▸ The problem: Repeat the rows below word for word, from the line containing "Pick out the black shorts" up to and including the end of the rows, and leave the pictures out of your answer.

————

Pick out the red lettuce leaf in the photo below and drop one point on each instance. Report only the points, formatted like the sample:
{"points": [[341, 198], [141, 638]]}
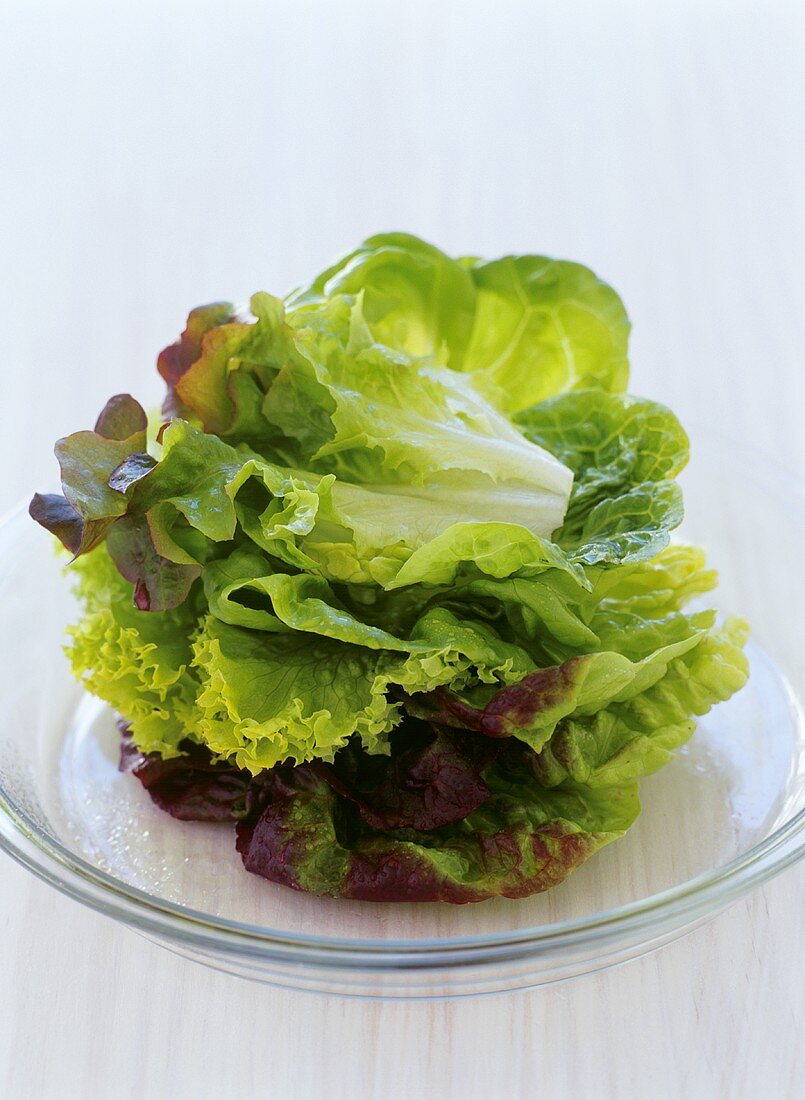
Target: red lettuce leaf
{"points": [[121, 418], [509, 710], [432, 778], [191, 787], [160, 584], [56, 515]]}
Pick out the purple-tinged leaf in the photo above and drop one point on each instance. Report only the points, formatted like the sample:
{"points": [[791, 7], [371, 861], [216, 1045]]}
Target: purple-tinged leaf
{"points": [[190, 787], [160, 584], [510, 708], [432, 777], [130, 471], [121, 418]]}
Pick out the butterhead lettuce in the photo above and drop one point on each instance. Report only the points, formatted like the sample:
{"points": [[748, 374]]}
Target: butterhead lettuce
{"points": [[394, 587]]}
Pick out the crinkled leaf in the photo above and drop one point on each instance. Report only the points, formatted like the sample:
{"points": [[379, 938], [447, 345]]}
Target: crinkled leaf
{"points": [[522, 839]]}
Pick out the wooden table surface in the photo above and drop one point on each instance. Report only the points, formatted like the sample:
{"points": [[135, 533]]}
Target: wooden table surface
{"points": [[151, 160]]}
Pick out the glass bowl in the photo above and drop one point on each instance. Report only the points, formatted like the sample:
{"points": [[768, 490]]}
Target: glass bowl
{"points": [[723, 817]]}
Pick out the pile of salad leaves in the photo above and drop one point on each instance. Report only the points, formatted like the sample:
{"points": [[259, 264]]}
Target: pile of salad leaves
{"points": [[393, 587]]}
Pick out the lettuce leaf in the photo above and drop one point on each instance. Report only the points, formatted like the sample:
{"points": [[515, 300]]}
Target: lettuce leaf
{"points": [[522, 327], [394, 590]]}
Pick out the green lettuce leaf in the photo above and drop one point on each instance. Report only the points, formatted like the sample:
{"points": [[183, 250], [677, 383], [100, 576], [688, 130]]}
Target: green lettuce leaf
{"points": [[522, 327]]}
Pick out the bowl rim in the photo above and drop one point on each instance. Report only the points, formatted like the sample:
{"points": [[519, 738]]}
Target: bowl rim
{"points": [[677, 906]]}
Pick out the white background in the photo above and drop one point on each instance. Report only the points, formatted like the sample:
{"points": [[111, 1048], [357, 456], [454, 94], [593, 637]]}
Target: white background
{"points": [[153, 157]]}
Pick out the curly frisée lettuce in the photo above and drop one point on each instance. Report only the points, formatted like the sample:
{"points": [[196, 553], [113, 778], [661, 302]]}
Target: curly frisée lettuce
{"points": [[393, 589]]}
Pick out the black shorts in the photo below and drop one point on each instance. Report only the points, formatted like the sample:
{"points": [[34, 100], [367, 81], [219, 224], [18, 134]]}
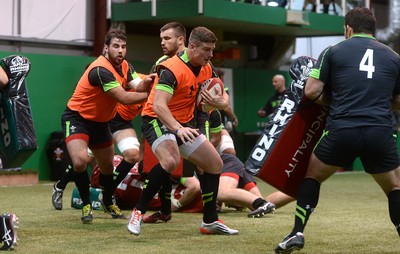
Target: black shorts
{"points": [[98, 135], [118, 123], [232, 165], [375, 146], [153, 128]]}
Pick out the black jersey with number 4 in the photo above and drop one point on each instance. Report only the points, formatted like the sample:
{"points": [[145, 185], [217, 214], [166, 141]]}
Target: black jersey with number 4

————

▸ Worked answer:
Pick out the black shorts in the photo below and drop one point on each instance. Report only the points, formatted like the sample:
{"points": [[34, 100], [367, 81], [219, 224], [18, 134]]}
Target: black shorts
{"points": [[98, 135], [118, 123], [232, 165], [375, 146], [153, 128]]}
Pick out the black jersey with number 4 in the photo above and drop one point on each instance. Report only the points, formatted like the sample:
{"points": [[145, 185], [217, 214], [166, 141]]}
Target: black jersey with number 4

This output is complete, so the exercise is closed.